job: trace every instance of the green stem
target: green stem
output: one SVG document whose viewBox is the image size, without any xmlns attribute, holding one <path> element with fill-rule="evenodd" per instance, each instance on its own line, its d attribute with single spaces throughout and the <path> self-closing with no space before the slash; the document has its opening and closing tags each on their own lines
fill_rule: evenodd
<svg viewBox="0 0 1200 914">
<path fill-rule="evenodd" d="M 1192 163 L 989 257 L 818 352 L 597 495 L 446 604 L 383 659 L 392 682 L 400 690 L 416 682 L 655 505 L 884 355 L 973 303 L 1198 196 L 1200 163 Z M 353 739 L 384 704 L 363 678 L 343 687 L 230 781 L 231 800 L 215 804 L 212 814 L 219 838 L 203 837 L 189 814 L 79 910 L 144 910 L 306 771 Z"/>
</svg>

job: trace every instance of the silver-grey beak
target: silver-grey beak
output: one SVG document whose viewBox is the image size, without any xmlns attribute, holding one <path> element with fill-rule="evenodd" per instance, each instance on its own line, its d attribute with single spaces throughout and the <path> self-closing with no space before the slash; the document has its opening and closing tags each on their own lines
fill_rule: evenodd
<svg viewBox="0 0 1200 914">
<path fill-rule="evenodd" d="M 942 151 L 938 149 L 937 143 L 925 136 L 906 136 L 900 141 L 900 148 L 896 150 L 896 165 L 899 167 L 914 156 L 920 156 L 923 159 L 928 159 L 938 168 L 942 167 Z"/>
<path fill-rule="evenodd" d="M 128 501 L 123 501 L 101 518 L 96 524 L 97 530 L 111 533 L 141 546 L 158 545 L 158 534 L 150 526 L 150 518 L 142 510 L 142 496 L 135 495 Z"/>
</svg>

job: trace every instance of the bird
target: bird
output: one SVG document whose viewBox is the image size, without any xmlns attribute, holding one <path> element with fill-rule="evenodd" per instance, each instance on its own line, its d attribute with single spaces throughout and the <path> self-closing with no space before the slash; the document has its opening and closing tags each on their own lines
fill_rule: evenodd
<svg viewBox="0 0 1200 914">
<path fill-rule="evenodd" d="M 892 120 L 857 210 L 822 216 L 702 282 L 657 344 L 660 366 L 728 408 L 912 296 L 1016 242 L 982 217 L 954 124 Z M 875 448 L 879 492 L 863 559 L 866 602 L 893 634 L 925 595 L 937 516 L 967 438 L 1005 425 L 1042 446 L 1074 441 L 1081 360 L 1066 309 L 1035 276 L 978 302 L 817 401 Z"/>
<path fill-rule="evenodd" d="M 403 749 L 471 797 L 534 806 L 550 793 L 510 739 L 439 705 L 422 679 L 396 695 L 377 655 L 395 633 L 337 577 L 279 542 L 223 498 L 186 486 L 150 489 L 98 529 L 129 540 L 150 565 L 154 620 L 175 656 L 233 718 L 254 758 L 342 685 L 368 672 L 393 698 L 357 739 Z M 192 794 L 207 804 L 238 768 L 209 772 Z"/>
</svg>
::::
__PROBLEM TO SOLVE__
Look for the string "stem" in the entries above. Copy every line that has it.

__WRITTEN ANSWER__
job: trace every instance of the green stem
target: green stem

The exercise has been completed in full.